#### Text provided
▬▬▬▬▬▬▬▬▬▬

Practically speaking, this created additional exposure for the employer/insurer, contrary to the policy behind the Minnesota Workers’ Compensation Act, which favors limited liability for employers.  The intent of the Workers’ Compensation Act is to ensure injured employees are able to obtain expedient medical treatment at a reasonable cost to the employer:

It is the intent of the legislature that chapter 176 be interpreted so as to assure the quick and efficient delivery of indemnity and medical benefits to injured workers at a reasonable cost to the employers who are subject to the provisions of this chapter.

Minn. Stat. § 176.001.  Presumably in response to this case law and Lambertson, the legislature essentially codified Lambertson, granting third parties a right to bring a claim for contribution against employers and clarifying that the right to recover from an employer was limited to the amount the employer “recovered” pursuant to the statutory allocation:

Subd. 11.  Right of contribution.

To the extent the employer has fault, separate from the fault of the injured employee to whom workers’ compensation benefits are payable, any non-employer third party who is liable has a right of contribution against the employer in an amount proportional to the employer’s percentage of fault but not to exceed the net amount the employer recovered pursuant to subdivision 6, paragraph (c) and (d).

Minn. Stat. § 176.061, subd. 11 (emphasis omitted).

  1. Calculating the Employer’s Comparative Fault in the Lambertson Context.

The Minnesota Supreme Court explained how an employer’s comparative fault is handled when asserting a workers’ compensation subrogation claim against the “at-fault” party and simultaneously the subject of a Lambertson contribution claim.  In Johnson v. Raske Bldg., Inc., 276 N.W.2d 79, 79-80 (Minn. 1979), an employee was working for employer, N.H. Sandberg Erection Company (“Sandberg”), on a construction project when he suffered a fatal work injury.  Id.  A trustee brought an action against the general contractors for the construction project, Raske Building Systems, Inc. (“Raske”) and H.K. Ferguson Company (“Ferguson”).  Id. at 80.  The employee’s employer paid decedent employee’s beneficiaries $41,000 in workers’ compensation benefits.  Id.  A trustee then brought a wrongful death action against Raske and Ferguson, who impleaded Sandberg for contribution.  Id.  Sandberg (the employer) cross-claimed to enforce its statutory subrogation rights.  Id.

A jury, by special verdict, set damages in the wrongful death action at $105,000.00 and found plaintiff’s decedent 5% negligent, the employer Sandberg 50% negligent, and general contractors Raske and Ferguson 55% negligent.  Id.

▬▬▬▬▬▬▬▬▬▬

#### Data listing
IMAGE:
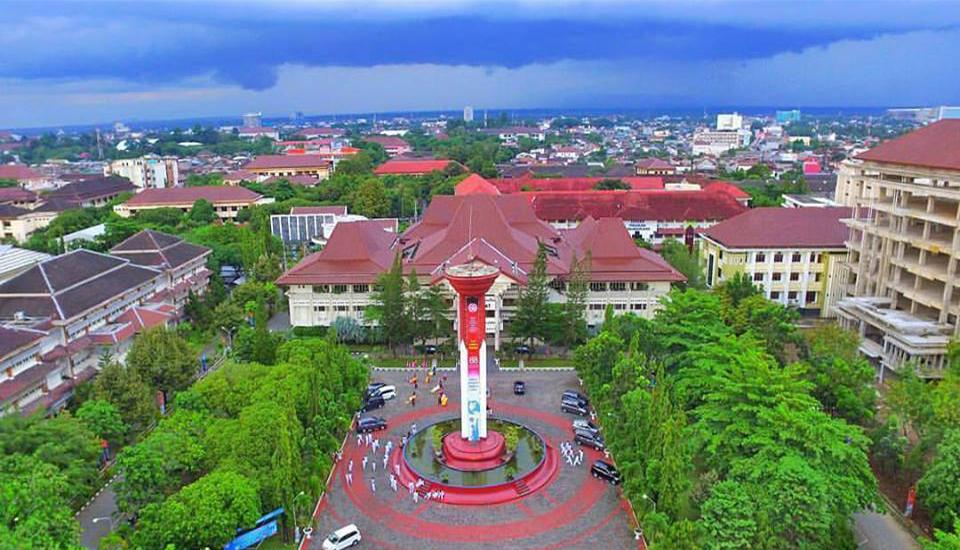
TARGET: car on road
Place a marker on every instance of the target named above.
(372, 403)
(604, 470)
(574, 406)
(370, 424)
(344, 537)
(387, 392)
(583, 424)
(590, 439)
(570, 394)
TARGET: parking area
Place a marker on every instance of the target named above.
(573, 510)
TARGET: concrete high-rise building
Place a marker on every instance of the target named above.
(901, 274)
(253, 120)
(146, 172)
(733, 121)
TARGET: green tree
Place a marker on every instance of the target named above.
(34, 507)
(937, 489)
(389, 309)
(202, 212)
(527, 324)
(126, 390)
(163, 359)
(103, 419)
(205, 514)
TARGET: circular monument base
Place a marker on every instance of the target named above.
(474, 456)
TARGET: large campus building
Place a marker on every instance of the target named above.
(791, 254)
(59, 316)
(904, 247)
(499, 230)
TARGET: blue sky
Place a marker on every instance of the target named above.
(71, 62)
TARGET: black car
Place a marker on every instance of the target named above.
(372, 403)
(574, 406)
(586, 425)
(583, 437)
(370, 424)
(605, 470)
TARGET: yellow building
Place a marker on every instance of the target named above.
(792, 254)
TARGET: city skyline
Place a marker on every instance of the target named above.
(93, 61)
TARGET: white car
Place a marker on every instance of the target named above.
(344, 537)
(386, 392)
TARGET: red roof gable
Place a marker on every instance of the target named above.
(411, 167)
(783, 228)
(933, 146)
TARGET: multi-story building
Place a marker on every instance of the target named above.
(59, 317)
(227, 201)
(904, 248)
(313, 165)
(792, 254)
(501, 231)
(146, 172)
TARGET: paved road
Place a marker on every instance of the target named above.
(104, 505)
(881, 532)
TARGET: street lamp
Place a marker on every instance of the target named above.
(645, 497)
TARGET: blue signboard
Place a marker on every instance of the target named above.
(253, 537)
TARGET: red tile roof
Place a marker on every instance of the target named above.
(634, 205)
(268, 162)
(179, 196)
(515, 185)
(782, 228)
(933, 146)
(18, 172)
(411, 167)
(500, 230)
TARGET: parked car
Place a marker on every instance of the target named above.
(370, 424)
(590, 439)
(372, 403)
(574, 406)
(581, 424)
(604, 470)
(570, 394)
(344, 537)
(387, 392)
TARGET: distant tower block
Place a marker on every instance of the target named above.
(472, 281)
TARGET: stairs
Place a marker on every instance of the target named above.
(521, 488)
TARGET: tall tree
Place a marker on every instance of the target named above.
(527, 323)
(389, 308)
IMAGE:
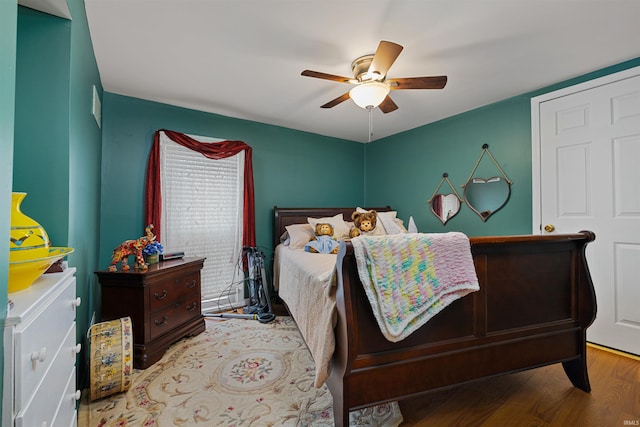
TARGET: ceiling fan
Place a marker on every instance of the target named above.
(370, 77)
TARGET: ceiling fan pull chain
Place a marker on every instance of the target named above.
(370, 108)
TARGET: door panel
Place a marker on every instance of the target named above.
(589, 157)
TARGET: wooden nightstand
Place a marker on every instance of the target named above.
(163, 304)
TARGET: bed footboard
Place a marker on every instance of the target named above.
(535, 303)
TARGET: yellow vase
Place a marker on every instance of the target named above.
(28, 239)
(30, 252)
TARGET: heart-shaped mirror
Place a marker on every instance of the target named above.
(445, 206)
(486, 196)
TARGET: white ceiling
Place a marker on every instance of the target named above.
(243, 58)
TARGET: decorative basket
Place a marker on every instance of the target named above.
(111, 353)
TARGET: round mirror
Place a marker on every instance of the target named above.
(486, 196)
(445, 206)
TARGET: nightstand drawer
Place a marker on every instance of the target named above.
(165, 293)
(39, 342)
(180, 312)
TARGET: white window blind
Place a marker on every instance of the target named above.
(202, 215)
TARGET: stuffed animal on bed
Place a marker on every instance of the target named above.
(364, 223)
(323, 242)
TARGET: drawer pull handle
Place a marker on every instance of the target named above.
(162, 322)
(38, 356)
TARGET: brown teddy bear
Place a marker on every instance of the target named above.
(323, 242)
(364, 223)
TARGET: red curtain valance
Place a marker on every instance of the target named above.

▬▬▬▬▬▬▬▬▬▬

#### Activity
Reproduce the stretch from "Minn. Stat. § 176.001.  Presumably" through "11 (emphasis omitted)." in the text on Minnesota workers' compensation contribution claims above, keeping every word as it appears.

#### Response box
Minn. Stat. § 176.001.  Presumably in response to this case law and Lambertson, the legislature essentially codified Lambertson, granting third parties a right to bring a claim for contribution against employers and clarifying that the right to recover from an employer was limited to the amount the employer “recovered” pursuant to the statutory allocation:

Subd. 11.  Right of contribution.

To the extent the employer has fault, separate from the fault of the injured employee to whom workers’ compensation benefits are payable, any non-employer third party who is liable has a right of contribution against the employer in an amount proportional to the employer’s percentage of fault but not to exceed the net amount the employer recovered pursuant to subdivision 6, paragraph (c) and (d).

Minn. Stat. § 176.061, subd. 11 (emphasis omitted).